### What the exercise asks
Revise the records from the start through the line containing "point(18, 258)", changing "Target" to "Label" and leaving everything else as it is. Return only those lines.

### Provided records
★ ★ ★ ★ ★

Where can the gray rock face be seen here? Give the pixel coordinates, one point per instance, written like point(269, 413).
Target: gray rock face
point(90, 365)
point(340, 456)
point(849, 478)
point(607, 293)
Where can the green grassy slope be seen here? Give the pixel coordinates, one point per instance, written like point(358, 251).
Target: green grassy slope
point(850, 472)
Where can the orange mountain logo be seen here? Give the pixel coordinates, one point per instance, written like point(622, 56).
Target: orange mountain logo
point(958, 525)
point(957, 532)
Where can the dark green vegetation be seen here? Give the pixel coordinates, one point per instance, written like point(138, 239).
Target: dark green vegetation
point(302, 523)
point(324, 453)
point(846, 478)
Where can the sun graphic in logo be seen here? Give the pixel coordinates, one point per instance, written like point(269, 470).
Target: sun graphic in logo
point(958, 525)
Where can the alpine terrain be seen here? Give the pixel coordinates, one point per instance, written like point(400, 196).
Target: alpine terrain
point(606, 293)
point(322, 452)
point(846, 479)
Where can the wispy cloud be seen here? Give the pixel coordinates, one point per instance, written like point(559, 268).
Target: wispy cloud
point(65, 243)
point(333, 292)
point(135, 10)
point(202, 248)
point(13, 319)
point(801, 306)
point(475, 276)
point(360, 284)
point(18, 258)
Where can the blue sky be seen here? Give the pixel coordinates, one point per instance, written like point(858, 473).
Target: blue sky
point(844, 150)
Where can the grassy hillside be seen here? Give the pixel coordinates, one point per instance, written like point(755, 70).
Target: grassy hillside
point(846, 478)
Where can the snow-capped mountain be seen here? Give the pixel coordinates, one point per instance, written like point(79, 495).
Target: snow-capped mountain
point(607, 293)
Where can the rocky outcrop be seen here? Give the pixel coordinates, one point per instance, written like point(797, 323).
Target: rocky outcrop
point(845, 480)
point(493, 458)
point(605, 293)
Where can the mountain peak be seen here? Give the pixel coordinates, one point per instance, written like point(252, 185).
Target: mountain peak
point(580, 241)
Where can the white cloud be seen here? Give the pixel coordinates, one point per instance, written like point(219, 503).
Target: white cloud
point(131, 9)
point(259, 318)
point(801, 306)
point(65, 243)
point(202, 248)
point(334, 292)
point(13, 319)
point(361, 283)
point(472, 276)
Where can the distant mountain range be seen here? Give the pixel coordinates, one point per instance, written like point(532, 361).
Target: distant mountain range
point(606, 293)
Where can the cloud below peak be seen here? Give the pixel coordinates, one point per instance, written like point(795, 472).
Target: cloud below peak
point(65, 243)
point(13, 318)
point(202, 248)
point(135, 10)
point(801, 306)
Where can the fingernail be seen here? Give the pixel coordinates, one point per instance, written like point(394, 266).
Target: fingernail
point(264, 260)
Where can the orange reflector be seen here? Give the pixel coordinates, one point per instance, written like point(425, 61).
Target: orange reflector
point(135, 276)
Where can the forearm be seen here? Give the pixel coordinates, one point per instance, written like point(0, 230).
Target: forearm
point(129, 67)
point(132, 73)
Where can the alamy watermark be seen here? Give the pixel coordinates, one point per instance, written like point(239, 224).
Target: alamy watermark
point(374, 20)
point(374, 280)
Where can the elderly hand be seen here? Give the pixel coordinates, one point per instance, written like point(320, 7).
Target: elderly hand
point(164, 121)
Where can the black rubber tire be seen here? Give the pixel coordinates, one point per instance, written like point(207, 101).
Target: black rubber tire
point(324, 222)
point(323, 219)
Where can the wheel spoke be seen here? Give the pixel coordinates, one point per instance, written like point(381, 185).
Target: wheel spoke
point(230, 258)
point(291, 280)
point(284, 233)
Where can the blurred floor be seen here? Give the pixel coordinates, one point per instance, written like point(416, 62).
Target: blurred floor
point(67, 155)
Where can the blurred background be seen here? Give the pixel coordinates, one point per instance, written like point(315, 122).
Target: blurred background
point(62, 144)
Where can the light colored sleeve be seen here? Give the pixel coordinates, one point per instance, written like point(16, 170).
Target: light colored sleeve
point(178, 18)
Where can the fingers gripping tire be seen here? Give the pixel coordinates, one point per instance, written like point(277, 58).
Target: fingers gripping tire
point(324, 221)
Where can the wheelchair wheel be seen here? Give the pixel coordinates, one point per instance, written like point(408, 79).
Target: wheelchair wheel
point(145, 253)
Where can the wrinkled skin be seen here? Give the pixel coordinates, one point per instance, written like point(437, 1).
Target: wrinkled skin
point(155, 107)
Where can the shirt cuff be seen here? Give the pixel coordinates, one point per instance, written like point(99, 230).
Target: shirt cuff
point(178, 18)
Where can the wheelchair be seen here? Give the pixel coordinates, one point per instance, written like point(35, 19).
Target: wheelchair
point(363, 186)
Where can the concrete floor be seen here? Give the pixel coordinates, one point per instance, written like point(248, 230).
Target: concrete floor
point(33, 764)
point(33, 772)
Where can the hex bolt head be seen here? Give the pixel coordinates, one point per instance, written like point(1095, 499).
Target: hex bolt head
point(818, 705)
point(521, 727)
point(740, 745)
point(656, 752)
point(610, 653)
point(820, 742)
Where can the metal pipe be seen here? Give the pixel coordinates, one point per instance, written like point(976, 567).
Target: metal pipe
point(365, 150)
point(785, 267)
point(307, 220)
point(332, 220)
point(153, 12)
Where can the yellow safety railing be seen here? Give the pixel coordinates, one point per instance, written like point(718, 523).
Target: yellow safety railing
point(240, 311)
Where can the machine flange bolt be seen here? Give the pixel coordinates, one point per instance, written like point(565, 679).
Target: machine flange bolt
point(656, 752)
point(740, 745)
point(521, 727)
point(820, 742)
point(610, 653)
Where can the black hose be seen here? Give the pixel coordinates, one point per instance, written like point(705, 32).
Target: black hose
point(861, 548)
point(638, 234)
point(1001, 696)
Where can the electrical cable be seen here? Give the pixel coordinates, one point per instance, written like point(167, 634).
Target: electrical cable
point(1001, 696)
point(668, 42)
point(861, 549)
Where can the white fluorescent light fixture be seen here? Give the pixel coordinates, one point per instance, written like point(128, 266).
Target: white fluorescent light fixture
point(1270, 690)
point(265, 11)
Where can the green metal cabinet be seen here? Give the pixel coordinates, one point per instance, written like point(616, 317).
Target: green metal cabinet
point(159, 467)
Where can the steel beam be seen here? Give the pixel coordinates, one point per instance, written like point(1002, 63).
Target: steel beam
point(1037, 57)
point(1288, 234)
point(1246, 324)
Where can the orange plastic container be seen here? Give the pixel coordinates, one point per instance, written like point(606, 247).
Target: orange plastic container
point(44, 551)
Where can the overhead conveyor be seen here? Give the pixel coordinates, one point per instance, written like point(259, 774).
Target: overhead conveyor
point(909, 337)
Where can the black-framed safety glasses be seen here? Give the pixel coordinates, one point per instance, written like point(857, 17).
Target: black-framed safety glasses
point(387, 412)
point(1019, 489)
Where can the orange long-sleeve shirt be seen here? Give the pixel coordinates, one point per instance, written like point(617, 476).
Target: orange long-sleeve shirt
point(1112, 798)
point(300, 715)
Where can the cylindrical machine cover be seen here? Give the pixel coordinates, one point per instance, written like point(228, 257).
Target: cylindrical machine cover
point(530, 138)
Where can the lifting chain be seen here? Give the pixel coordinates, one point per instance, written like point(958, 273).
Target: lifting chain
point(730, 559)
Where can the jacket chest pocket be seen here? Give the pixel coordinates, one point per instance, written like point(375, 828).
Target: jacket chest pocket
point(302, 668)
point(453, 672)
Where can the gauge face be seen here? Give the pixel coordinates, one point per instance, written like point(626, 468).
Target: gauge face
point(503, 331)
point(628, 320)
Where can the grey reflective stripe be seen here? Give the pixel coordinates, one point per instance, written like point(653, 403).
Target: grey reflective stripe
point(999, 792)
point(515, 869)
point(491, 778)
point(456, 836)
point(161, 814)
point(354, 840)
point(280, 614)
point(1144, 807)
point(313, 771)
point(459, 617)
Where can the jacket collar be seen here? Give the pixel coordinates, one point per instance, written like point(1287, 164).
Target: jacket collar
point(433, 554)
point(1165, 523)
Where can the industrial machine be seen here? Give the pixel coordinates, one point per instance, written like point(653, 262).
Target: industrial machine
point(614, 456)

★ ★ ★ ★ ★

### Correct answer
Where can the gray rock face be seen here? Give the pixel coordinates, one point per instance, written like point(269, 413).
Label: gray rock face
point(90, 365)
point(340, 456)
point(849, 478)
point(607, 293)
Where can the green grassy slope be seen here? Give the pixel coordinates, one point per instance, written like point(358, 251).
Label: green grassy slope
point(850, 472)
Where can the orange mountain logo be seen here? Give the pixel coordinates, one point per instance, written like point(622, 56).
Label: orange mountain logo
point(958, 525)
point(957, 532)
Where can the dark green vegetation be seen here? Give the pixel coordinates, one point per instance, written like point(138, 239).
Label: dark green vegetation
point(302, 523)
point(324, 453)
point(846, 478)
Where can the sun graphic in logo be seen here? Give the pixel coordinates, one point per instance, written like point(269, 470).
Label: sun graphic in logo
point(958, 525)
Where can the alpine terrain be seen here? Give the pixel coordinates, one point per instance, written like point(400, 196).
Label: alpine terrain
point(606, 293)
point(322, 452)
point(846, 479)
Where can the wispy cloud be seen here? Give the pixel coordinates, one point per instance, written like point(559, 268).
Label: wispy cloud
point(65, 243)
point(333, 292)
point(135, 10)
point(202, 248)
point(13, 319)
point(801, 306)
point(475, 276)
point(360, 284)
point(18, 258)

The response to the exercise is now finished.